Reading text
»»
The sample model I trained takes in a 28x28 greyscale image of a single digit from 0–9, feeds it to a hidden layer of 80 neurons, then another layer of 80 neurons, and finally outputs 10 values. The first value of the output layer represents the probability it is a 0, the second represents the probability of 1, etc.

Feedforward

Each neuron has an activation, which is essentially the output of the neuron. Each connection between neurons of two adjacent layers have a weight, and every output neuron has an associated bias. The weighted sums each neuron is the activation multiplied by the weights of each connected node, with another biases added on.

z_i = \sum_{j=1}^{n} w_{ij} a_{\text{prev},j} + b_i

The weighted sum is put through an activation function to get the final activations. The activation is a non-linearity (a function that has a more complex shape than a line, such as a curve), and introduces complexity to the model. Without an activation function, the whole network is a glorified linear transformation, and wouldn’t be able to model complex tasks like image recognition.
««
Items in a dataset:
»»
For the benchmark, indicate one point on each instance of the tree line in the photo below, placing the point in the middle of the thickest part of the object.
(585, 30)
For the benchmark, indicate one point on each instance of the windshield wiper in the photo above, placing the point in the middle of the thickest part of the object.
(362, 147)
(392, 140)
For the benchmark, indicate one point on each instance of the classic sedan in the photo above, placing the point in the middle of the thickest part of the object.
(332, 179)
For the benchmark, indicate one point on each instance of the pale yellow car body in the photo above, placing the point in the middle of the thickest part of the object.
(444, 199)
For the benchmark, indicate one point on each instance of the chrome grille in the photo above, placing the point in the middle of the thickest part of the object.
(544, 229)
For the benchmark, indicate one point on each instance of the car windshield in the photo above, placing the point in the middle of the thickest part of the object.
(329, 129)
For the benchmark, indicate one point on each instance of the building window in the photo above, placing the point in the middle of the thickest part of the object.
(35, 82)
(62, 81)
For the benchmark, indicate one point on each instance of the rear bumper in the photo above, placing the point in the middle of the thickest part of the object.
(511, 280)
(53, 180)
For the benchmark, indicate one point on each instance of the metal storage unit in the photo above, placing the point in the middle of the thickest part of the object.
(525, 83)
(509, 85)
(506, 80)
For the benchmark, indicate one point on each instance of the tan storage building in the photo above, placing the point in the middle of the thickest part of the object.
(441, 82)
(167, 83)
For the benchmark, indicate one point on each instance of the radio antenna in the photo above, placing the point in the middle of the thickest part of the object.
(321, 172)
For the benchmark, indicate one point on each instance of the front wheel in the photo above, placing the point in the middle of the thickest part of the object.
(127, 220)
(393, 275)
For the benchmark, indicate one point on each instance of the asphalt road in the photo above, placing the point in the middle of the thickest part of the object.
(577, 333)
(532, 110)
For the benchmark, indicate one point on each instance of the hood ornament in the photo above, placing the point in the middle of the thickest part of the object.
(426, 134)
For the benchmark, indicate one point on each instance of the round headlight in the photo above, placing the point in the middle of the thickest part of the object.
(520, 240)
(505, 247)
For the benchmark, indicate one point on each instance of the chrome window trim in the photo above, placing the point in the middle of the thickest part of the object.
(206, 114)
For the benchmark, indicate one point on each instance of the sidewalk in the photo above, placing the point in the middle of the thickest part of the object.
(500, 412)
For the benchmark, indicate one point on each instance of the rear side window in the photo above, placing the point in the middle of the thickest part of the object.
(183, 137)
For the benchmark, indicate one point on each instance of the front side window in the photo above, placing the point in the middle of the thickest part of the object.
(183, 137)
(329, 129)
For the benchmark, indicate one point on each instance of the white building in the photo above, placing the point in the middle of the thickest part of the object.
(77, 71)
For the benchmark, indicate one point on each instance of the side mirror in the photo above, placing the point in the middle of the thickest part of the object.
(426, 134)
««
»»
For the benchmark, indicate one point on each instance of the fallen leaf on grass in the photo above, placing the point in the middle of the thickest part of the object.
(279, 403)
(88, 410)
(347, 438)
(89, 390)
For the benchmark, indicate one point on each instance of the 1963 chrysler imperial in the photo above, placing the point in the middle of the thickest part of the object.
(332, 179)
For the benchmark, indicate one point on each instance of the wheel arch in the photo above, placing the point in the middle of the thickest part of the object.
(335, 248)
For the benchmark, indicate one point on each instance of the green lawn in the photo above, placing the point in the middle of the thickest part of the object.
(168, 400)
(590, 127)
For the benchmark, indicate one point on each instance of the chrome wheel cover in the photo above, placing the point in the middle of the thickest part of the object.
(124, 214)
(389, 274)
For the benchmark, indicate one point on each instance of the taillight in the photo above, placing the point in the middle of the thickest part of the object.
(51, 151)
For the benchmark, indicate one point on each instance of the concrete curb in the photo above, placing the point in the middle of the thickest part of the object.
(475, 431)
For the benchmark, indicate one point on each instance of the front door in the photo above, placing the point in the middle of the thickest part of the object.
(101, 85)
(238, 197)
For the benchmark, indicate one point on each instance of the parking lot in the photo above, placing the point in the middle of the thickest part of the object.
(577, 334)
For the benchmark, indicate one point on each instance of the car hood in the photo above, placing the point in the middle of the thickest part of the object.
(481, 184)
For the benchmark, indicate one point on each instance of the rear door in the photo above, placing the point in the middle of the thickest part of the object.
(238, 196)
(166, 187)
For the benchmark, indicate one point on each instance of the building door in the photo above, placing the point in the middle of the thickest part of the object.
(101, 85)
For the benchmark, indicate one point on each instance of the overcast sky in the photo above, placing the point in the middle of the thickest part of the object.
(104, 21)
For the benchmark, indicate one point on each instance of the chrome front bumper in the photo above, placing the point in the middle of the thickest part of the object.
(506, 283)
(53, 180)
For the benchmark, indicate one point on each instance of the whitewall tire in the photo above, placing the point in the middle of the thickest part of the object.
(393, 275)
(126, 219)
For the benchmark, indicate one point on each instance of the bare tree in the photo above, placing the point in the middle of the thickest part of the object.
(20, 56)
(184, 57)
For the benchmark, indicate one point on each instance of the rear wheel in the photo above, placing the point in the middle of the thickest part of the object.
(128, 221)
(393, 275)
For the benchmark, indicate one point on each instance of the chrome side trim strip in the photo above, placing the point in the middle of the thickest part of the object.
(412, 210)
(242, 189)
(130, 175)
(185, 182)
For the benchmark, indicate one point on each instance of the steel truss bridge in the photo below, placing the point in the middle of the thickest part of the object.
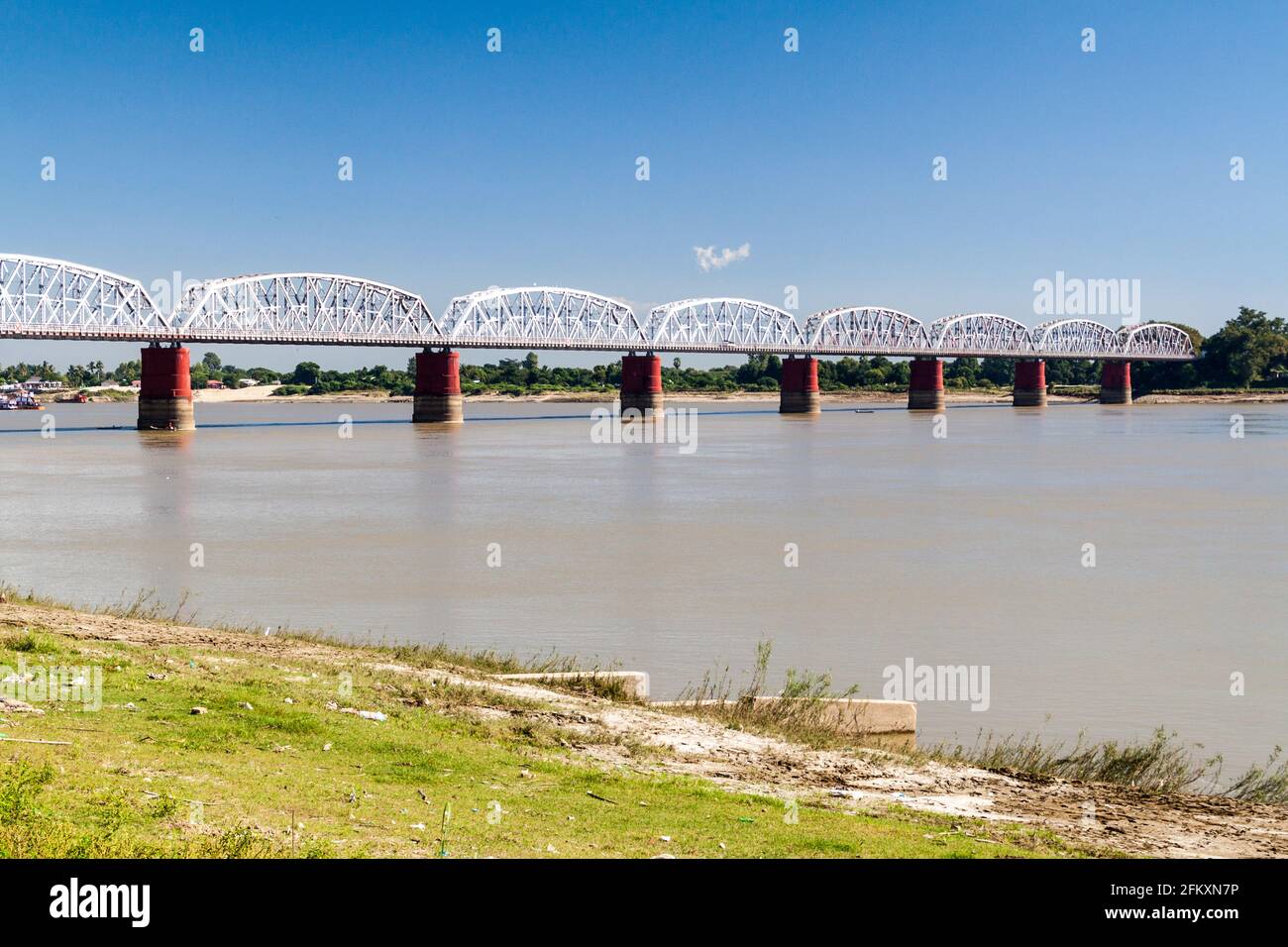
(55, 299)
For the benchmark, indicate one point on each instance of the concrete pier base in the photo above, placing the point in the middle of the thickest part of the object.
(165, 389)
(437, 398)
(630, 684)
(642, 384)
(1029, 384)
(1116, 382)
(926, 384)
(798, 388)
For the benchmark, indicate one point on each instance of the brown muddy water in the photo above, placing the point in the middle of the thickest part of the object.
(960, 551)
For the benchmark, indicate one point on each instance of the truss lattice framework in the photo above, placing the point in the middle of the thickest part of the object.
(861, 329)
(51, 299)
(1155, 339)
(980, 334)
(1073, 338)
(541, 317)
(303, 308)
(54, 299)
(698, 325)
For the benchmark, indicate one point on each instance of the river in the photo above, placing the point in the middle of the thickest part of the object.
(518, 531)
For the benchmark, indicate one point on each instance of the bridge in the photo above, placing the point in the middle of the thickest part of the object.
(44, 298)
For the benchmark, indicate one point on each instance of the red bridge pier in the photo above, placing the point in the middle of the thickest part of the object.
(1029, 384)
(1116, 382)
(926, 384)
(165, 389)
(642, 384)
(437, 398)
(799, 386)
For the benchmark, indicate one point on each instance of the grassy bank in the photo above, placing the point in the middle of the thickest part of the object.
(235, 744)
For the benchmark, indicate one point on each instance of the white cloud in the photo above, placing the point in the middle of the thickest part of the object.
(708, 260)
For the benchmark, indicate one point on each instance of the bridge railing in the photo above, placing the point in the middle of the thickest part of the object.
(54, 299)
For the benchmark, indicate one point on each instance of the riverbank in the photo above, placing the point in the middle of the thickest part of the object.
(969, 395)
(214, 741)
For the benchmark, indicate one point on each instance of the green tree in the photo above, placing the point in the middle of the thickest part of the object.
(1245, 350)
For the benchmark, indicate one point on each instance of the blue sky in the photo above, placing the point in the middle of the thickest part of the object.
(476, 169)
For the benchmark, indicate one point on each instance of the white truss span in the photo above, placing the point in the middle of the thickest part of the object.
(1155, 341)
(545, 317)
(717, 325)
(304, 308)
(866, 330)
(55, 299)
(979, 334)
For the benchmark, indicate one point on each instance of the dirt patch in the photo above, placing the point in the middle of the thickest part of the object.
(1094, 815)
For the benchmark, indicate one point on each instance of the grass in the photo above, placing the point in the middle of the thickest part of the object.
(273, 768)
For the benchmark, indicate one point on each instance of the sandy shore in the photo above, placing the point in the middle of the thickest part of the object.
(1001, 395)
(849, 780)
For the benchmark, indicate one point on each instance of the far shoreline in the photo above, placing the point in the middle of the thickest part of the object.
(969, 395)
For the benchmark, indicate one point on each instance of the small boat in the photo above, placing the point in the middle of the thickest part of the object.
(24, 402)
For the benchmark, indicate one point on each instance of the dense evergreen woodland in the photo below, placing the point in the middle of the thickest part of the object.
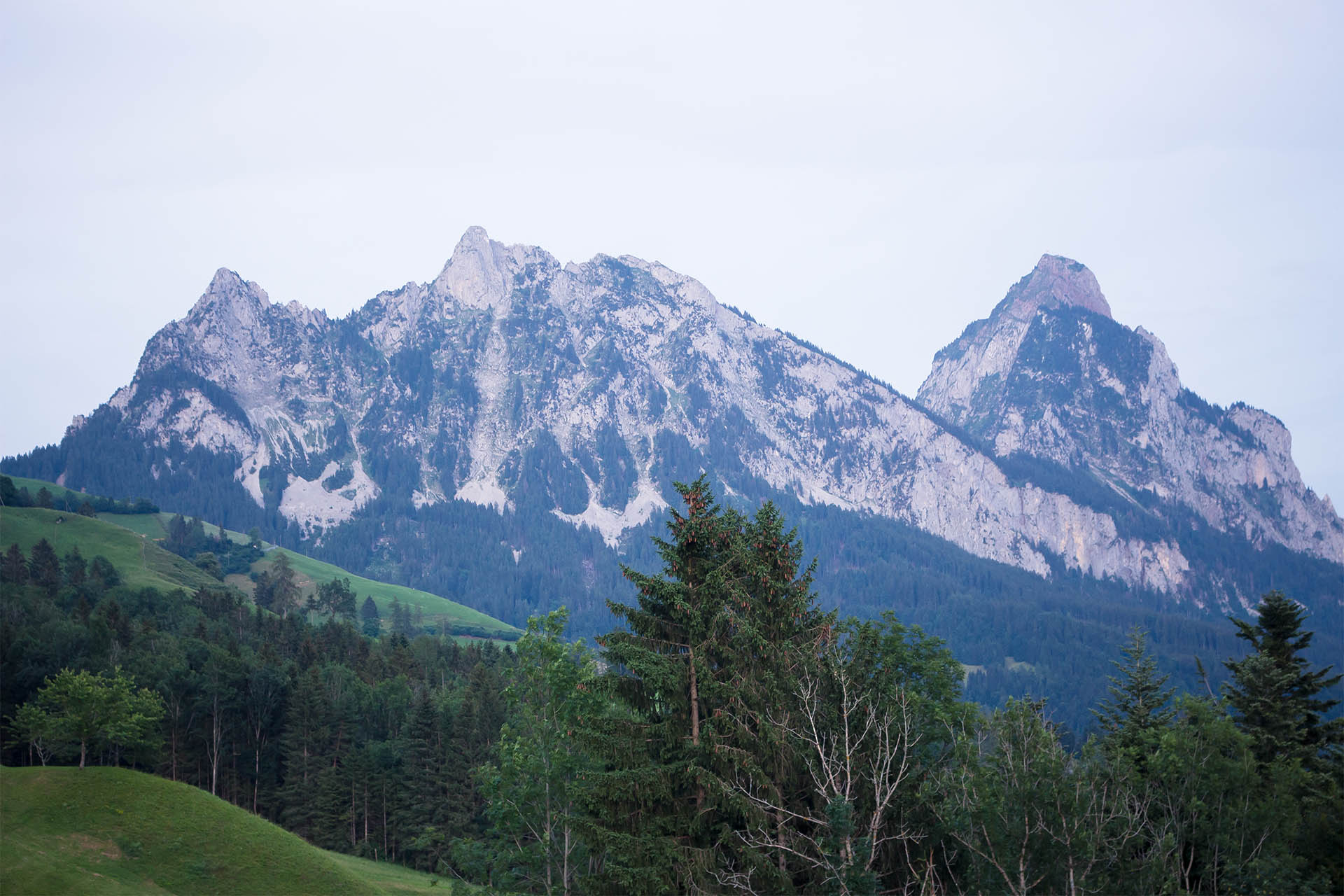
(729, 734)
««
»»
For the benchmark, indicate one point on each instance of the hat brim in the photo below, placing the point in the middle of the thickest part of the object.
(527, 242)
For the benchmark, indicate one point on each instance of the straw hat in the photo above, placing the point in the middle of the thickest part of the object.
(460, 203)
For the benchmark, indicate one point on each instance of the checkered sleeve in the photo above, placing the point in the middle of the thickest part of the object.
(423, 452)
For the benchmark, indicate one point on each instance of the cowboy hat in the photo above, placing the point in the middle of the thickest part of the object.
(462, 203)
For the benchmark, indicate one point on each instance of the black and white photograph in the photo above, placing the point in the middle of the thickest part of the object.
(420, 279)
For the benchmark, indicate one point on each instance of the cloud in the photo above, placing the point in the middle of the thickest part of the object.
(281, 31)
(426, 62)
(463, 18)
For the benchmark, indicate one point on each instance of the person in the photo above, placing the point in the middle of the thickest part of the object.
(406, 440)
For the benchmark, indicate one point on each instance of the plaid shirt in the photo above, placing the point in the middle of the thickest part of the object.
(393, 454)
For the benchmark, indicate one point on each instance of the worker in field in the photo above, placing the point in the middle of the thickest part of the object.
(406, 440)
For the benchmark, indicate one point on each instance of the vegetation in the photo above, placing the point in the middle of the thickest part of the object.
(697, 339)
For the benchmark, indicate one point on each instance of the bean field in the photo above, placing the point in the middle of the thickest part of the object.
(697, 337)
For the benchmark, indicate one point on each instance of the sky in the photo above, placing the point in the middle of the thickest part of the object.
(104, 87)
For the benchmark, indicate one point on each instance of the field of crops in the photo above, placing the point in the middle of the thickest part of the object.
««
Objectives
a) According to the neural network passage, how many neurons does each hidden layer of the sample model contain?
b) Repeat the part of the neural network passage that starts with "Each neuron has" and goes on through "like image recognition.".
The data above is separate material that stands apart from the neural network passage.

Answers to the tasks
a) Each hidden layer contains 80 neurons.

b)
Each neuron has an activation, which is essentially the output of the neuron. Each connection between neurons of two adjacent layers have a weight, and every output neuron has an associated bias. The weighted sums each neuron is the activation multiplied by the weights of each connected node, with another biases added on.

z_i = \sum_{j=1}^{n} w_{ij} a_{\text{prev},j} + b_i

The weighted sum is put through an activation function to get the final activations. The activation is a non-linearity (a function that has a more complex shape than a line, such as a curve), and introduces complexity to the model. Without an activation function, the whole network is a glorified linear transformation, and wouldn’t be able to model complex tasks like image recognition.